There is no record of how his wife felt about him continuing to pop back to life every time she figured she could move on.

But eventually he died again, and this time the big guy Zeus checked hiim in and had the neat notion that if Sisyphus was so eager to remain alive, he should at least push that boulder up the hill for all eternity and see how he likes them apples. Which is a very familiar scenario to most of us, only in this case there was no prospect for retirement.

It was probably his wife's idea. She was probably up there sticking pins in a little Sisyphus doll. Over and over again.

Wednesday, November 4, 2020

Just Another Wednesday


This post is set to go off at 3am the day after the election. I have every expectation that it will. I'll be asleep but it will happen anyway. There's always something technical that might gum up the works, but new days in general have a way of showing up on schedule. It's something you can count on.

I don't know what will have transpired last night. It's possible nobody knows for sure, even now. This is normal. It's important to know what you don't know. It's one of the hallmarks of a thoughtful mind. The cocksure are always missing something. The cocksure know everything all along, but it doesn't make them right.

ENTRIES SHOWN:
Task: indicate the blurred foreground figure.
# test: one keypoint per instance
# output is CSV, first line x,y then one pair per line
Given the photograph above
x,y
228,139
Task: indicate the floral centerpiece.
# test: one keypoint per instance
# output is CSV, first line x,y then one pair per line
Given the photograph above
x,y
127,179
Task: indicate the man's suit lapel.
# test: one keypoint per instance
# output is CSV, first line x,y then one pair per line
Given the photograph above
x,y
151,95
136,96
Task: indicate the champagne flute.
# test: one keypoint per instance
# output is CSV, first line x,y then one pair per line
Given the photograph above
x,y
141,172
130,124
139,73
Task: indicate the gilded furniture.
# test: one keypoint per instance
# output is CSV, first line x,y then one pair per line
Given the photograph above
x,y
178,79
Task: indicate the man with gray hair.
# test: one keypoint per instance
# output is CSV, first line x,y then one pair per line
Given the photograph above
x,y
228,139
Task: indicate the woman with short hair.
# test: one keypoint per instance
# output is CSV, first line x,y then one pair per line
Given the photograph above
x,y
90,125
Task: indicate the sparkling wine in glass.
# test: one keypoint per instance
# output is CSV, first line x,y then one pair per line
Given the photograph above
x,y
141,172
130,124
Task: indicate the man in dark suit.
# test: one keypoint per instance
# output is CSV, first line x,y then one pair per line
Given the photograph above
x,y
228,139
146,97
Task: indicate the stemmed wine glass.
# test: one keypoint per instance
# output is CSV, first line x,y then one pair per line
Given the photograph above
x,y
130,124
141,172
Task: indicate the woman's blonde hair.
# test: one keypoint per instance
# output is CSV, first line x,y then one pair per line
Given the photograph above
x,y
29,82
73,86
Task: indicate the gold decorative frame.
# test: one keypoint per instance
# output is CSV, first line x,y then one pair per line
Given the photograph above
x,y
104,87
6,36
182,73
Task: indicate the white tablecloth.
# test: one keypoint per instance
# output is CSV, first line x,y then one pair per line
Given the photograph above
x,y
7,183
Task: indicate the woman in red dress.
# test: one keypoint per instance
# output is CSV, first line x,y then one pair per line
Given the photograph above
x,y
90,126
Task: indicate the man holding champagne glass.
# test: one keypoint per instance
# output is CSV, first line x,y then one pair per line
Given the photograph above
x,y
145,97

PROBLEMS TO SOLVE:
1. Reproduce the blog excerpt from "It was probably" to "make them right.", replacing "cocksure" with "overconfident".
2. Write the next part of the blog excerpt, beginning right after its final sentence.
The records have no connection to the blog excerpt.

EXERCISE RESULTS:
1.
It was probably his wife's idea. She was probably up there sticking pins in a little Sisyphus doll. Over and over again.

Wednesday, November 4, 2020

Just Another Wednesday


This post is set to go off at 3am the day after the election. I have every expectation that it will. I'll be asleep but it will happen anyway. There's always something technical that might gum up the works, but new days in general have a way of showing up on schedule. It's something you can count on.

I don't know what will have transpired last night. It's possible nobody knows for sure, even now. This is normal. It's important to know what you don't know. It's one of the hallmarks of a thoughtful mind. The overconfident are always missing something. The overconfident know everything all along, but it doesn't make them right.

2.
I think most of us voters are driven by fear. It's a powerful motivator. The main difference between the two major American factions is what we fear. The faction I don't tend to vote with is afraid of a lot of things. In my view, most of those things don't exist. They are phantoms produced in the Devil's workshop to divert us from what we really should fear, to harvest our votes for the purpose of further siphoning off our wealth. Thus, the desperate refugee from violence is transformed into a murderous threat. Thus, a righteous movement of patriots marching for justice is transformed into roving bands of thugs. Thus, an attempt to claw back a share of our stolen treasure for the common good is transformed into the Socialist bogeyman, out to pick our pockets. These are the fictions manufactured by the real thieves. The fat cats. The wicked and criminally negligent destroyers of our future.

This faction has been conditioned to be afraid of The Other, and The Other has been defined so broadly it even includes me. A small, mouthy, entirely harmless human, still I am declared an enemy. I have repeatedly been declared an enemy by the president of the United States. I, and a solid majority of my fellow citizens, have been deemed unworthy of protection or even consideration. United we used to stand, but divided we elect Republicans. We're divided. Have we done it again?

I fear that our trust in our civilizing institutions, from the courts to the press, has been so degraded that we will crumble into gang warfare, featuring executions in the street and terrorist acts from all corners, with the heavily armed right-wing players the more dangerous by far.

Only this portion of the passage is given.